• _WHAT IS BEING ASKED_
Write the listing out again word for word. Pictures do not belong in the copy.

• _SUPPLIED INFORMATION_
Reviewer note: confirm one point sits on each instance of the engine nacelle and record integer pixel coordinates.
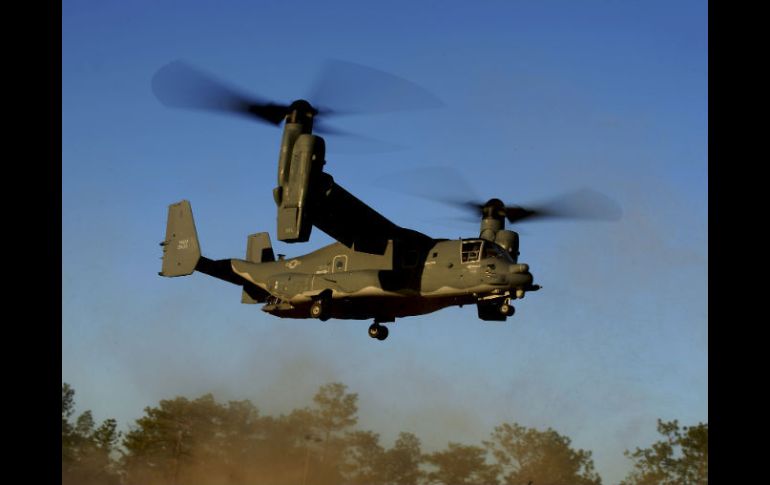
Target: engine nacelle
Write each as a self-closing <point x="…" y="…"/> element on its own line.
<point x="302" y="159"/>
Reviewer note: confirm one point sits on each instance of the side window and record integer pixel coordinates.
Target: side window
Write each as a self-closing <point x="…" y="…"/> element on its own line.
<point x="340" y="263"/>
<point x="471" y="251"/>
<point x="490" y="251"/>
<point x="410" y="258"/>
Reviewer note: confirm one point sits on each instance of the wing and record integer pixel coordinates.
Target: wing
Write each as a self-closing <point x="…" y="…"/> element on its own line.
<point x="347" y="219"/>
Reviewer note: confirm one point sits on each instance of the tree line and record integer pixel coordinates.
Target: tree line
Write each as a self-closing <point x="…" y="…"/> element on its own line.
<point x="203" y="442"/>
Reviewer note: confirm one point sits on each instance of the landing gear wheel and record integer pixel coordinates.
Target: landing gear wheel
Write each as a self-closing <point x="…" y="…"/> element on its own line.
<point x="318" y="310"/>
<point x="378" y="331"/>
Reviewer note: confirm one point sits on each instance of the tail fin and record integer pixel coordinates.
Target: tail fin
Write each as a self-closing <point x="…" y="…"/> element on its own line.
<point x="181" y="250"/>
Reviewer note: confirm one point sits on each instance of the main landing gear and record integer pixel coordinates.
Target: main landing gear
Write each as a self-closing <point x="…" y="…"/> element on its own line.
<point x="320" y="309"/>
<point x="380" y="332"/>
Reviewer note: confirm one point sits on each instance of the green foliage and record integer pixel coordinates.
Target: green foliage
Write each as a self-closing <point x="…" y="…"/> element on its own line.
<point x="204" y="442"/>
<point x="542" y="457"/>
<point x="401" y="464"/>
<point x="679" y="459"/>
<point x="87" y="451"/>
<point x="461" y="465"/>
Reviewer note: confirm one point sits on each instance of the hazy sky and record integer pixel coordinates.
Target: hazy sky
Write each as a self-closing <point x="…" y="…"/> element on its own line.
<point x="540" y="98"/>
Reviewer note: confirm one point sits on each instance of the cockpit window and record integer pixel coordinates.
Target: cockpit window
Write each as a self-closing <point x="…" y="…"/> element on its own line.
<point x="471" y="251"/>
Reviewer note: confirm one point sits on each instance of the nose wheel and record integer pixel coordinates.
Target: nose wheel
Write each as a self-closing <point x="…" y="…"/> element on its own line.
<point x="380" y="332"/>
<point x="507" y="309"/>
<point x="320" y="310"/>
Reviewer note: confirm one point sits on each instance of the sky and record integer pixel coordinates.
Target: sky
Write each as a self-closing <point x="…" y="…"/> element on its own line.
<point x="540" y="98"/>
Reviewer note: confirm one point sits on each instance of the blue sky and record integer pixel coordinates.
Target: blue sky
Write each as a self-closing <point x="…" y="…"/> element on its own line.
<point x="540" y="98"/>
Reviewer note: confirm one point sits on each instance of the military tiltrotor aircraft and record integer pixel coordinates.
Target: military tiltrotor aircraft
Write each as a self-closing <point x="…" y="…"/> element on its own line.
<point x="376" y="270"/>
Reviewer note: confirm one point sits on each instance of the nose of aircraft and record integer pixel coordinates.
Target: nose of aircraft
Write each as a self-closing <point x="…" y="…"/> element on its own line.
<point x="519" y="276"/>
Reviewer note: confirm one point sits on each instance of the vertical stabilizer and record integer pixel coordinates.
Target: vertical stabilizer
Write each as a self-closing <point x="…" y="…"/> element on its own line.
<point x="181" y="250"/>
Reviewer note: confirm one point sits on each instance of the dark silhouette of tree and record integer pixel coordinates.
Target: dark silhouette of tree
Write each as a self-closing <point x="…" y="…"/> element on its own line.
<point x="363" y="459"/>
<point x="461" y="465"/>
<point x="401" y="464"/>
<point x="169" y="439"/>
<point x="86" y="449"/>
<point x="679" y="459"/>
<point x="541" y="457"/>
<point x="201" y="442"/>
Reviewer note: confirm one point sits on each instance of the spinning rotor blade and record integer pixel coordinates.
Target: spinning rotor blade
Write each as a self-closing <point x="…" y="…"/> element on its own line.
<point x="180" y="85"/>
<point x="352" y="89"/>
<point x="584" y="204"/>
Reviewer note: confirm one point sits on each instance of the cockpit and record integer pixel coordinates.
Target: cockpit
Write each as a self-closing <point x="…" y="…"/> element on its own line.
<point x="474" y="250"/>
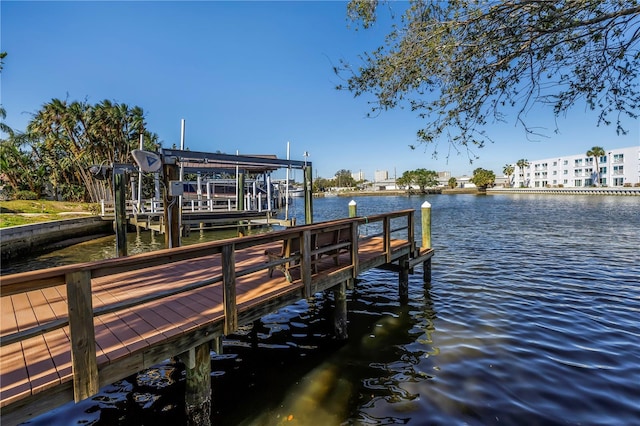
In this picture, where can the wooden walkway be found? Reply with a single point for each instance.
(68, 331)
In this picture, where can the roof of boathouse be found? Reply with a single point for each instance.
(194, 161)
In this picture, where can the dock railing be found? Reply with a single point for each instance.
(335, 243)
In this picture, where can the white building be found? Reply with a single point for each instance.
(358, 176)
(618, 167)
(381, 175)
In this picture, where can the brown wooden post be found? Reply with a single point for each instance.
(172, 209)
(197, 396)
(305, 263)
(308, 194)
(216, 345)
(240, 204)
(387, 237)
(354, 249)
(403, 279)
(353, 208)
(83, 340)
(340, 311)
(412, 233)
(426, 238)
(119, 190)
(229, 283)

• _ANSWER TO THE EXERCISE_
Reviewer note: confirm one point sits on each instance of the engine nacelle and record integer pixel coordinates.
Target: engine nacelle
Write each as a self-closing <point x="…" y="…"/> element on its own line.
<point x="302" y="159"/>
Reviewer note: confirm one point sits on each instance of the side window and record integer pixel coordinates.
Target: side window
Write each as a self-closing <point x="…" y="…"/> element on its own line.
<point x="340" y="263"/>
<point x="471" y="251"/>
<point x="490" y="251"/>
<point x="410" y="258"/>
Reviewer note: confirm one point sits on each instance of the wing and record integer pixel coordinates.
Target: wing
Write each as a self-closing <point x="…" y="…"/> element on its own line.
<point x="347" y="219"/>
Reviewer note: confirm one point sits on each instance of the tree line and record integer pixel coordinates.
Target: tree line
Write each as a self-closing <point x="…" y="…"/> element on its own line.
<point x="203" y="442"/>
Reviewer note: confirm one point sits on each instance of the landing gear wheel and record integer pixel coordinates.
Target: landing gear wheel
Write each as a self-closing <point x="…" y="…"/> element on its own line.
<point x="318" y="310"/>
<point x="378" y="331"/>
Reviewer note: confirm one point sits on each instance of the tail fin and record integer pixel coordinates.
Target: tail fin
Write each as a self-closing <point x="…" y="…"/> element on its own line.
<point x="181" y="250"/>
Reviewer note: confirm one point sits on each instance of the main landing gear and record integer pixel coordinates.
Target: main landing gear
Write each as a self-closing <point x="…" y="…"/> element on its own line.
<point x="320" y="309"/>
<point x="380" y="332"/>
Reviewer note: confirm one point sits on each instance of the green foliage and record integer pixel coordinates.
Target: green foliage
Write each as a self-closing <point x="…" y="…"/> element on its own line.
<point x="204" y="442"/>
<point x="542" y="457"/>
<point x="401" y="464"/>
<point x="679" y="459"/>
<point x="87" y="451"/>
<point x="461" y="465"/>
Reviewer note: confirm one point sits on each instance of the hazy sky and record integer pixel coordinates.
Target: hazy sky
Write each as a self-closing <point x="…" y="…"/> element on its own line.
<point x="540" y="98"/>
Reviewer note: confirm one point sits on each instance of the cockpit window and record integer pixel coordinates.
Target: cockpit window
Write each as a self-closing <point x="…" y="…"/> element on its own line.
<point x="471" y="251"/>
Reviewer note: confirm one point sits on each instance of the nose wheel and record integer pixel coordinates.
Target: nose wheel
Write each as a self-closing <point x="…" y="…"/> element on its own line.
<point x="380" y="332"/>
<point x="507" y="309"/>
<point x="320" y="310"/>
Reviewer note: confirm one point sits on each instance of the sky and record integer pixel coordinates.
Target: sky
Write each as a self-closing <point x="…" y="…"/> element on its own line.
<point x="540" y="98"/>
Reviewer note: confirm one point sits on each instance of the blue sky and record integer pixel coordinates.
Target: blue sky
Write each as a self-closing <point x="…" y="…"/> element on its own line.
<point x="540" y="98"/>
Reviewer note: confirm one point sits on each instance of the military tiltrotor aircraft and record integer pixel coordinates.
Target: military tiltrotor aircraft
Write each as a self-closing <point x="…" y="…"/> element on its own line.
<point x="376" y="270"/>
Reviewer note: confirm one point sits on each instance of the nose of aircraft and record integer pixel coordinates.
Target: nose of aircraft
Write each as a self-closing <point x="…" y="…"/> element on its own line.
<point x="519" y="276"/>
Reviewer note: confirm one point sits on each instance of the vertical stabilizer and record integer pixel coordinates.
Target: vertical stabilizer
Write each as a self-closing <point x="…" y="…"/> element on its own line.
<point x="181" y="250"/>
Reviewer note: confirm one point sits on each instance of the dark silhouette of tree and record integer pixel coordinates.
Target: dark silhouette of tree
Write each as a self-closing <point x="…" y="…"/> element on its own line.
<point x="363" y="459"/>
<point x="461" y="465"/>
<point x="401" y="464"/>
<point x="169" y="439"/>
<point x="86" y="449"/>
<point x="679" y="459"/>
<point x="541" y="457"/>
<point x="201" y="442"/>
Reviewer note: confirm one point sits on each instance of the spinning rotor blade and record integer pixel coordinates.
Target: spinning rotor blade
Write each as a self-closing <point x="…" y="…"/> element on its own line.
<point x="180" y="85"/>
<point x="352" y="89"/>
<point x="584" y="204"/>
Reviewer note: confirm one point sits on each instance of the cockpit and record integer pixel coordinates.
Target: cockpit
Write each as a self-closing <point x="…" y="…"/> element on its own line.
<point x="474" y="250"/>
In this picture, where can the wooden walkway be found? Reply with a single point for each instance.
(68, 331)
In this picture, where can the roof of boathouse be found? Reply with a single point for each instance.
(194, 161)
In this picture, where can the dock railing be found? Reply with a single point for each instance.
(335, 243)
In this picture, where can the white building be found? Reply with a single point for each instance.
(358, 176)
(618, 167)
(381, 175)
In this picture, where can the brown wooden post be found? Reply with a single point for each instance.
(172, 209)
(197, 396)
(305, 263)
(308, 194)
(216, 345)
(240, 204)
(387, 237)
(354, 249)
(403, 279)
(353, 208)
(83, 340)
(340, 311)
(412, 233)
(426, 238)
(119, 190)
(229, 283)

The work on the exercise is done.